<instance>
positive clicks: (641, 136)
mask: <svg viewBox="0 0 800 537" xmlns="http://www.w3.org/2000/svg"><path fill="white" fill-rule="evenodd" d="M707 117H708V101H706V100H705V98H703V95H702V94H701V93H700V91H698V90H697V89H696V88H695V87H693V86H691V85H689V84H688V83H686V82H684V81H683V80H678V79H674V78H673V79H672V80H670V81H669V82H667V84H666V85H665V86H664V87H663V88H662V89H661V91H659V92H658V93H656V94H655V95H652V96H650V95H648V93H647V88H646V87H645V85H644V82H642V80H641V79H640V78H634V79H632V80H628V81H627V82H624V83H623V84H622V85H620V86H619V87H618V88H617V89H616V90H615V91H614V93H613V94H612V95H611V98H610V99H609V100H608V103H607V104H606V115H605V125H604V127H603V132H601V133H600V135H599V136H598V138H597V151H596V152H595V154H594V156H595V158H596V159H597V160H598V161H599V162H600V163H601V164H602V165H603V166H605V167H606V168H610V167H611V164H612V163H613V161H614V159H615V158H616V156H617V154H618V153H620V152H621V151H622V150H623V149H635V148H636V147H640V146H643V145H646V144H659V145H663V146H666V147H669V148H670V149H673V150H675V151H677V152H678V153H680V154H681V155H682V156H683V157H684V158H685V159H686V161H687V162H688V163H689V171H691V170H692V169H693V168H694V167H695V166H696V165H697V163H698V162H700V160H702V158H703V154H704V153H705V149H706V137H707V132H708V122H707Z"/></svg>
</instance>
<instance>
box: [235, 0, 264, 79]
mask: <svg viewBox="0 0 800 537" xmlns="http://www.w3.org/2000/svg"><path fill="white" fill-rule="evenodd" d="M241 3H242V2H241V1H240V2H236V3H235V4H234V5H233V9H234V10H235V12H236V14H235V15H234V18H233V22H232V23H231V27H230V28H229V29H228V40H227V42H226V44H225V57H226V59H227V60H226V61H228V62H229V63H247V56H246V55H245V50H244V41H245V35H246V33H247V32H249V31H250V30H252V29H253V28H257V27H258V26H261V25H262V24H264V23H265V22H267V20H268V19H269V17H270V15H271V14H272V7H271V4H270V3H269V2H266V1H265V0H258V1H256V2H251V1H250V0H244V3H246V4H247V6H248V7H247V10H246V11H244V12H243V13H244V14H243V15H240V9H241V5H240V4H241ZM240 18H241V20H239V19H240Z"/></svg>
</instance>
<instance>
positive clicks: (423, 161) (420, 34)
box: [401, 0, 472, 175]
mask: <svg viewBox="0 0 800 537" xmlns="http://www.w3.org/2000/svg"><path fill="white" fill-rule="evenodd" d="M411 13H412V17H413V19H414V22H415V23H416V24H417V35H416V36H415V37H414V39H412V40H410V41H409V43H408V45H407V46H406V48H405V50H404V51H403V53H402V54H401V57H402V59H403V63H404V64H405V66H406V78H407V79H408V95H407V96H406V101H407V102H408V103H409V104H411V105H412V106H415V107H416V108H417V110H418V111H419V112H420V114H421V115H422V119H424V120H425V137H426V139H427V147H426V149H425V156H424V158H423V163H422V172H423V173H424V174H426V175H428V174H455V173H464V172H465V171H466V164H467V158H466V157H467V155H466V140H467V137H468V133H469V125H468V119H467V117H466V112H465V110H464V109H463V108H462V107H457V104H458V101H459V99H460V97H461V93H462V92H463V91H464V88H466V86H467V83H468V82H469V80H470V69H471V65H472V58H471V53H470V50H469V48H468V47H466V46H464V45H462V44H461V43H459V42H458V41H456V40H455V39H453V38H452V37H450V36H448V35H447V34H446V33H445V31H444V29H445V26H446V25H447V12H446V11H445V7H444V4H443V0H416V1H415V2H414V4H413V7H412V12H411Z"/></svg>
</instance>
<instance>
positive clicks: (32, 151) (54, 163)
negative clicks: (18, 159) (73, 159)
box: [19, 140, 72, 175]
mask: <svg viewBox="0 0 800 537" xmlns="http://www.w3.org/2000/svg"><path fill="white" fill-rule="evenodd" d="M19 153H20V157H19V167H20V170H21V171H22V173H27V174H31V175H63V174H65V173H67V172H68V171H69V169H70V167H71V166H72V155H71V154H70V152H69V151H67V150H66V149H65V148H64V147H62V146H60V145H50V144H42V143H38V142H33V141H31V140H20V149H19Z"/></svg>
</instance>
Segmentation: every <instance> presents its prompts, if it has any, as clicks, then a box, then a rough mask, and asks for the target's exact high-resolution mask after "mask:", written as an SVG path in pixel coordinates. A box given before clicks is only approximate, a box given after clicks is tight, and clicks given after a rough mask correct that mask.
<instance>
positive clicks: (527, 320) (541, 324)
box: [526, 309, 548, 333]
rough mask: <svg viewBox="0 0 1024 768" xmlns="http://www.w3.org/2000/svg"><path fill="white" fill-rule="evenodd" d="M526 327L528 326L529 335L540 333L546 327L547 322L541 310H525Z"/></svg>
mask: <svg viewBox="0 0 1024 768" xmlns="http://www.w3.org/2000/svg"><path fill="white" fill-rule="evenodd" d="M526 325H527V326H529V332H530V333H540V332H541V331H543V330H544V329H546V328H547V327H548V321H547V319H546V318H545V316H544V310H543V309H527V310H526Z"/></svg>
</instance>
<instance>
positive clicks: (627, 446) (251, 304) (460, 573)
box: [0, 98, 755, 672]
——————————
EXERCISE GOAL: Please repeat each entry exactly as written.

REPLY:
<instance>
positive clicks: (641, 136)
mask: <svg viewBox="0 0 800 537" xmlns="http://www.w3.org/2000/svg"><path fill="white" fill-rule="evenodd" d="M707 117H708V101H706V100H705V98H703V95H702V94H701V93H700V91H698V90H697V89H696V88H695V87H693V86H691V85H689V84H688V83H686V82H684V81H683V80H678V79H674V78H673V79H672V80H670V81H669V82H667V84H666V85H665V86H664V87H663V88H662V89H661V91H659V92H658V93H656V94H655V95H652V96H650V95H648V93H647V88H646V87H645V85H644V82H642V80H641V79H640V78H634V79H632V80H628V81H627V82H624V83H623V84H622V85H620V86H619V87H618V88H617V89H616V90H615V91H614V93H613V94H612V95H611V98H610V99H609V100H608V103H607V104H606V115H605V125H604V127H603V132H601V133H600V135H599V136H598V138H597V151H596V152H595V154H594V156H595V158H596V159H597V160H598V161H599V162H600V163H601V164H602V165H603V166H605V167H606V168H610V167H611V164H612V163H613V161H614V159H615V158H616V156H617V154H618V153H620V152H621V151H622V150H623V149H635V148H636V147H640V146H643V145H646V144H659V145H663V146H666V147H669V148H670V149H673V150H675V151H677V152H678V153H680V154H681V155H682V156H683V157H684V158H685V159H686V161H687V162H688V163H689V171H691V170H692V169H693V168H694V167H695V166H696V165H697V163H698V162H700V160H702V158H703V154H704V153H705V149H706V137H707V132H708V122H707Z"/></svg>
</instance>
<instance>
box: [235, 0, 264, 79]
mask: <svg viewBox="0 0 800 537" xmlns="http://www.w3.org/2000/svg"><path fill="white" fill-rule="evenodd" d="M241 3H242V2H241V1H240V2H236V3H235V4H234V5H233V9H234V10H235V12H236V14H235V15H234V18H233V22H232V23H231V27H230V28H229V29H228V40H227V42H226V44H225V57H226V59H227V60H226V61H228V62H229V63H247V56H246V55H245V50H244V41H245V35H246V33H247V32H249V31H250V30H252V29H253V28H257V27H258V26H261V25H262V24H264V23H265V22H267V20H268V19H269V17H270V15H271V14H272V7H271V4H270V3H269V2H266V1H265V0H258V1H256V2H251V1H250V0H244V3H246V4H247V6H248V7H247V10H246V11H244V12H243V13H244V14H243V15H240V9H241V5H240V4H241ZM240 18H241V20H239V19H240Z"/></svg>
</instance>
<instance>
positive clicks: (423, 161) (420, 34)
box: [401, 0, 472, 175]
mask: <svg viewBox="0 0 800 537" xmlns="http://www.w3.org/2000/svg"><path fill="white" fill-rule="evenodd" d="M411 13H412V17H413V19H414V22H415V23H416V24H417V35H416V36H415V37H414V39H412V40H410V41H409V43H408V45H407V46H406V48H405V50H404V51H403V53H402V54H401V57H402V59H403V63H404V64H405V66H406V78H407V79H408V95H407V96H406V101H407V102H408V103H409V104H411V105H412V106H415V107H416V108H417V110H418V111H419V112H420V114H421V115H422V119H424V120H425V137H426V139H427V147H426V149H425V156H424V158H423V163H422V172H423V173H424V174H426V175H428V174H455V173H464V172H465V171H466V164H467V158H466V157H467V155H466V140H467V137H468V133H469V125H468V119H467V117H466V112H465V110H464V109H463V108H462V107H457V104H458V101H459V99H460V97H461V93H462V92H463V91H464V88H466V86H467V83H468V82H469V80H470V69H471V65H472V58H471V53H470V50H469V48H468V47H466V46H464V45H462V44H461V43H459V42H458V41H456V40H455V39H453V38H452V37H450V36H448V35H447V34H446V33H445V31H444V29H445V26H446V25H447V12H446V11H445V7H444V4H443V0H416V1H415V2H414V4H413V7H412V12H411Z"/></svg>
</instance>
<instance>
positive clicks: (32, 151) (54, 163)
negative clicks: (18, 159) (73, 159)
box: [19, 140, 72, 175]
mask: <svg viewBox="0 0 800 537" xmlns="http://www.w3.org/2000/svg"><path fill="white" fill-rule="evenodd" d="M19 153H20V157H19V167H20V170H21V171H22V173H27V174H31V175H63V174H65V173H67V172H68V171H69V169H70V167H71V166H72V155H71V154H70V152H69V151H67V150H66V149H65V148H64V147H62V146H60V145H50V144H42V143H38V142H33V141H31V140H20V149H19Z"/></svg>
</instance>
Segmentation: every <instance> presents its prompts, if it has any, as clicks, then a box, then a rough mask, and asks for the target's exact high-resolution mask after "mask:", written as an SVG path in pixel coordinates. A box given before clicks is only approximate, a box given after clicks is tight, and clicks given after a rough mask correct that mask.
<instance>
positive clicks: (527, 320) (541, 324)
box: [526, 309, 548, 333]
rough mask: <svg viewBox="0 0 1024 768" xmlns="http://www.w3.org/2000/svg"><path fill="white" fill-rule="evenodd" d="M526 327L528 326L529 335L540 333L546 327L547 322L541 310H525Z"/></svg>
mask: <svg viewBox="0 0 1024 768" xmlns="http://www.w3.org/2000/svg"><path fill="white" fill-rule="evenodd" d="M526 325H527V326H529V332H530V333H540V332H541V331H543V330H544V329H546V328H547V327H548V321H547V319H546V318H545V316H544V310H543V309H527V310H526Z"/></svg>
</instance>
<instance>
positive clicks: (627, 446) (251, 304) (460, 573)
box: [0, 98, 755, 672]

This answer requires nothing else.